● **Set of tasks**:
(1) In the summary of the OTC monograph bill below, when does fee collection begin?
(2) Extend the summary of the OTC monograph bill below past its final sentence.

The bill funds and modernizes the OTC monograph system—promising faster reviews, more OTC access, transparency, and reduced animal testing—while shifting significant costs and administrative burdens onto regulated firms (and potentially consumers) and introducing tradeoffs in evidentiary standards, confidentiality, and implementation complexity.
Patients, consumers, and the FDA benefit from a predictable, dedicated funding stream for OTC monograph activities (fee authorizations, revenue targets, and a clear start date), which should speed reviews, stabilize program budgeting, and improve FDA capacity to process OTC standards and orders.
Consumers (including seniors, children, and those with chronic conditions) stand to get faster and broader access to safe nonprescription drugs and improved labeling/decision aids because the bill encourages use of real‑world evidence and creates clearer switch pathways with predictable meetings and expectations.
Patients, industry, and policymakers gain greater transparency because the bill requires public reporting (Federal Register notices of fees, FDA reports on monograph actions, GAO supply‑chain assessments, and meeting minutes), improving oversight and predictability of regulatory actions.
Small manufacturers, contract facilities, hospitals, and ultimately consumers face higher costs because the bill raises fee revenue targets, allows one‑time and future upward fee adjustments, and begins fee collection in Oct 2025—costs that may be passed through to consumers.
Allowing broader evidence standards (real‑world evidence and nontraditional data) and faster approval pathways could lower premarket evidentiary thresholds for some products, increasing uncertainty about safety/effectiveness and shifting burdens to postmarket monitoring.

● **Extracted records**:
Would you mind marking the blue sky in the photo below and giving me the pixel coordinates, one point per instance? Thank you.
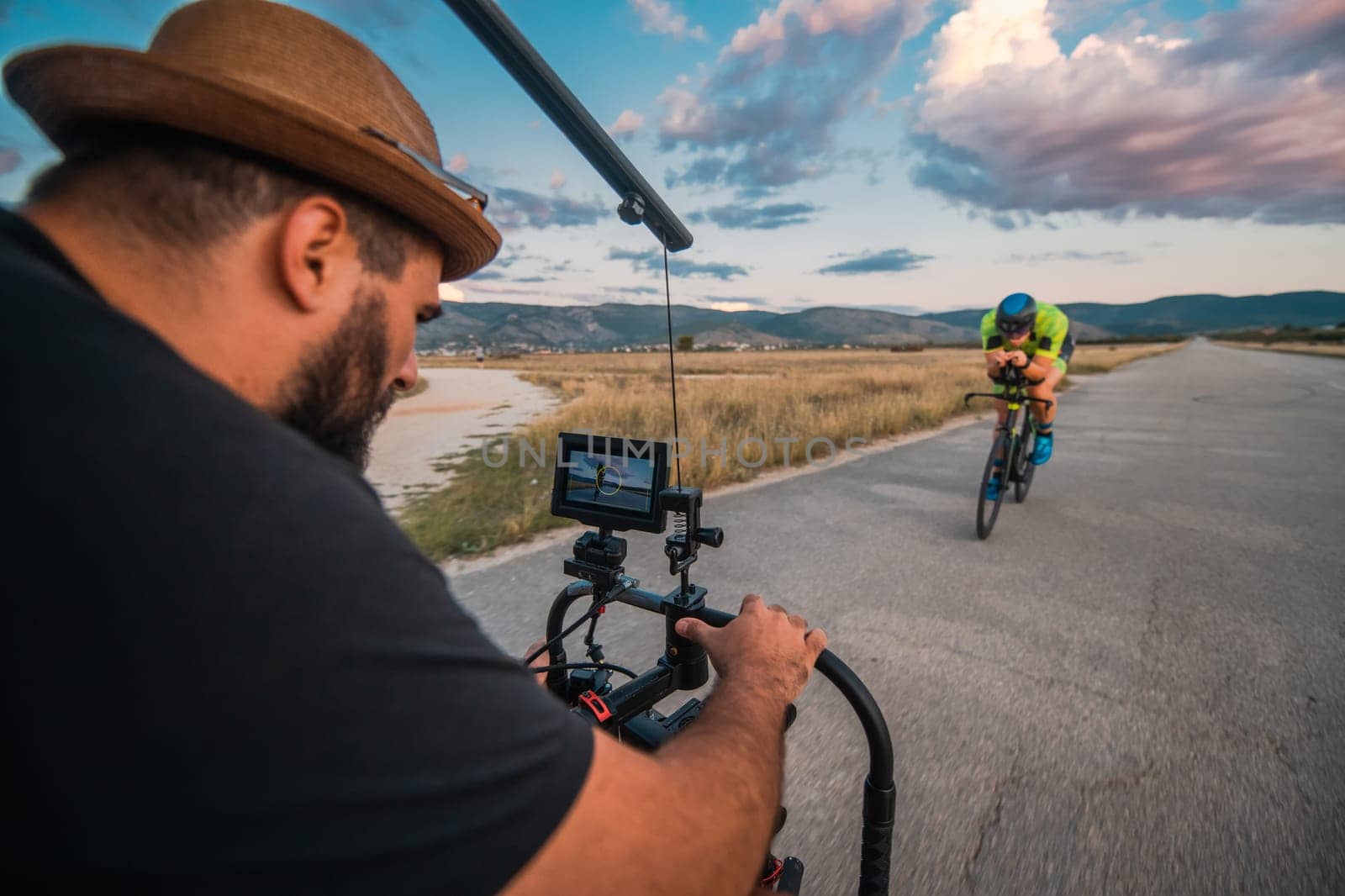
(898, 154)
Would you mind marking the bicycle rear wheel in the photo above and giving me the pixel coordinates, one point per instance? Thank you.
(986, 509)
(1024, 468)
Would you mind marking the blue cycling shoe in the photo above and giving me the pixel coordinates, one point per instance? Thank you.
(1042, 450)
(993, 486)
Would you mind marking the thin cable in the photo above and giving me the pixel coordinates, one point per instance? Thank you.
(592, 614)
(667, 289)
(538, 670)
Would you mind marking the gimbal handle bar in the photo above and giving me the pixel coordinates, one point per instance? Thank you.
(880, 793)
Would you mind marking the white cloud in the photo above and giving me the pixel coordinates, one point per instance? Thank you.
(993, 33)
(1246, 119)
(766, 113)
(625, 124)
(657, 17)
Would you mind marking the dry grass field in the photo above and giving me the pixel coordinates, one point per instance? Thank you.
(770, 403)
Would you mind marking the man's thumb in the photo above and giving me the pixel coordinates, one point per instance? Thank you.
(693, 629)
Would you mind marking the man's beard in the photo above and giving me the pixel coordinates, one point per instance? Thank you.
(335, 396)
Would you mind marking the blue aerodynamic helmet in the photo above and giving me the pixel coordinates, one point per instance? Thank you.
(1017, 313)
---
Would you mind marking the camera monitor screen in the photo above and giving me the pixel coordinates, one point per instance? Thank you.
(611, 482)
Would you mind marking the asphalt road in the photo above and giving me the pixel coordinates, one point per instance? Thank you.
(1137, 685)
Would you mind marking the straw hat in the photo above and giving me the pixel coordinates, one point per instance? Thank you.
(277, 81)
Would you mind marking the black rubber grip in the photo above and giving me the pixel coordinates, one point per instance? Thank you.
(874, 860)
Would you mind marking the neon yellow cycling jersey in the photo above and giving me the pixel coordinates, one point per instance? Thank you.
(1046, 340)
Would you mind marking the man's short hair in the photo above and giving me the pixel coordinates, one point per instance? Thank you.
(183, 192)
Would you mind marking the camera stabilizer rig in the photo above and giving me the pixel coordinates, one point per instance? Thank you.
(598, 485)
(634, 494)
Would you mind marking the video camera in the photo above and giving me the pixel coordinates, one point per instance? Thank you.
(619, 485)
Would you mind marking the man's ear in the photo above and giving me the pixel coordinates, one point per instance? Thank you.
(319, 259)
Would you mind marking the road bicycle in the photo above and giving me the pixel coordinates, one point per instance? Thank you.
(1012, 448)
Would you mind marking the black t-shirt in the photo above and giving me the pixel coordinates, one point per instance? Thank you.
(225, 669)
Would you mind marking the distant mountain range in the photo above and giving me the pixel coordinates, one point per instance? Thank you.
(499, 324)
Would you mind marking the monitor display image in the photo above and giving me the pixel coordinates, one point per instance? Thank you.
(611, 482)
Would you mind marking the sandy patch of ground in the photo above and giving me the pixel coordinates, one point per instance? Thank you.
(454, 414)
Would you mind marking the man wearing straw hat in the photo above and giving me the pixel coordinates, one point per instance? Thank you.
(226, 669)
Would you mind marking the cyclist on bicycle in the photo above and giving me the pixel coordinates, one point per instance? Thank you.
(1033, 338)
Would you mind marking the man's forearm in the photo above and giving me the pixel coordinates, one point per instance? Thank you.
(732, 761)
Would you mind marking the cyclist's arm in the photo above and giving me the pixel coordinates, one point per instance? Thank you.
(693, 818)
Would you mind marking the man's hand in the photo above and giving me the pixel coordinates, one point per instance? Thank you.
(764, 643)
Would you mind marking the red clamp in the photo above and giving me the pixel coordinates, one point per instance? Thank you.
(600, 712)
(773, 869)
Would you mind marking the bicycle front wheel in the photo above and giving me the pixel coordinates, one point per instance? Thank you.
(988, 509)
* * *
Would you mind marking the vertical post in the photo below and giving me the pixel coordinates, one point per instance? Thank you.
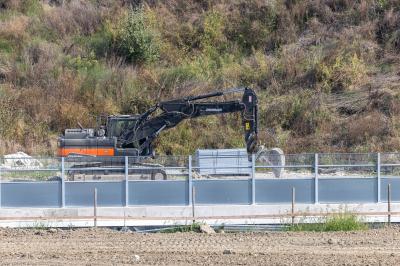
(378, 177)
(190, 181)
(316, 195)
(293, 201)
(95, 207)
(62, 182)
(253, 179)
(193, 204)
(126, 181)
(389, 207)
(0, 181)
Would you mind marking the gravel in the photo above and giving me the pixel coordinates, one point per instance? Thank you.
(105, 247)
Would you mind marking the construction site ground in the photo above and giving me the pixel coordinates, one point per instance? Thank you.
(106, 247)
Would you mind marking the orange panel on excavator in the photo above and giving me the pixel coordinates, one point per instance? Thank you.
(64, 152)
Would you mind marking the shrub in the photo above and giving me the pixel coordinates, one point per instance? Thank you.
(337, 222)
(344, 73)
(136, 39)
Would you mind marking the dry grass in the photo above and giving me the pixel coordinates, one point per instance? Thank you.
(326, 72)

● **Task-by-task outputs**:
(1) October 2025.

(2)
Expanded reporting, publication requirements, and new processes add administrative burden and likely costs for FDA and GAO (and for regulated firms to prepare disclosures), which could divert agency resources from direct review or enforcement unless staffing/resources are increased.
Based on analysis of 10 sections of legislative text.
Revises and extends OTC monograph user‑fee rules, fee timing/revenue calculations, reporting, testing standards for topical drugs (including sunscreen), and Rx‑to‑OTC procedures, effective Oct 1, 2025.
Introduced July 15, 2025 by James E. Banks · Last progress July 15, 2025
Updates and extends the FDA’s user-fee framework and regulatory procedures for over‑the‑counter (OTC) monograph drugs. It changes how facility fees are assessed and due for FY2026–FY2028 and beyond, requires expanded FDA reporting, sets evidence and testing standards for topical nonprescription drugs (including sunscreen), encourages non‑animal testing methods, creates clearer procedures for converting prescription drugs to nonprescription status, and sunsets the new statutory provisions in 2030–2031. Fees must begin to be assessed as of October 1, 2025.